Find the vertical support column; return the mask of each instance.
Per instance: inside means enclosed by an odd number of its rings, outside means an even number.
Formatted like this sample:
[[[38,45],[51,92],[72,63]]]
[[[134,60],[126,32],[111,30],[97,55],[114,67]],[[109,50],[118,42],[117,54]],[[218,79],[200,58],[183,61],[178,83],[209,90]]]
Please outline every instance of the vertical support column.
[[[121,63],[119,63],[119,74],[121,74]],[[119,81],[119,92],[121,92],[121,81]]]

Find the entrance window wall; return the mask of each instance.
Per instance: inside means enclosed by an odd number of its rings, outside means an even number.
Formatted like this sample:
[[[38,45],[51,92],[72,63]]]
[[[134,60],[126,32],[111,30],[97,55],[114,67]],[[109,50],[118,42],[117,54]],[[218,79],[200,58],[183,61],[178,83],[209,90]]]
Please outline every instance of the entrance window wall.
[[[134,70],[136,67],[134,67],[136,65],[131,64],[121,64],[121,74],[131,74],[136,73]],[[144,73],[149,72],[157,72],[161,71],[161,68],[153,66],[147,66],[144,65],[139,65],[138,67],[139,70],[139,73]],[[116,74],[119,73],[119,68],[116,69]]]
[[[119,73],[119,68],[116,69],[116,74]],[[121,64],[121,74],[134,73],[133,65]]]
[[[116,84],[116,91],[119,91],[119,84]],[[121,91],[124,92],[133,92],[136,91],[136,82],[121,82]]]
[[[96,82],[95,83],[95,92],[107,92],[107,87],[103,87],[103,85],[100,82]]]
============================================================
■ Stated problem: Reproduce the records above, replacing each occurrence of "instance" with "object" and leaving everything else unchanged.

■ Worked answer:
Find the vertical support column; return the mask of each object.
Per object: inside means enclosed by an odd number of its rings, outside means an even number.
Formatted like this sample:
[[[38,45],[51,92],[72,63]]]
[[[134,60],[126,32],[111,30],[97,55],[114,67]],[[109,50],[118,42],[117,54]],[[218,79],[200,58],[183,61],[178,83],[209,90]]]
Please outline every object of the vertical support column.
[[[121,63],[119,63],[119,74],[121,74]],[[119,81],[119,92],[121,92],[121,81]]]

Find the entrance window wall; return the mask of each object.
Per object: inside means enclosed by an odd number of its rings, outside means an even number.
Formatted like this sample:
[[[38,45],[51,92],[72,63]]]
[[[134,60],[126,32],[111,30],[97,55],[114,67]],[[109,50],[118,42],[117,54]],[[218,79],[200,58],[183,61],[178,83],[209,90]]]
Please outline every object of the entrance window wall.
[[[134,70],[136,67],[134,67],[136,65],[131,64],[121,64],[121,74],[131,74],[136,73]],[[144,73],[149,72],[157,72],[161,71],[161,68],[153,66],[147,66],[144,65],[139,65],[138,67],[139,70],[139,73]],[[116,74],[119,73],[119,68],[116,69]]]
[[[119,73],[119,68],[116,69],[116,74]],[[121,64],[121,74],[134,73],[133,65]]]
[[[116,84],[116,91],[119,91],[119,84]],[[121,91],[124,92],[133,92],[136,91],[136,82],[121,82]]]
[[[96,82],[95,83],[95,92],[107,92],[107,87],[103,87],[103,85],[100,82]]]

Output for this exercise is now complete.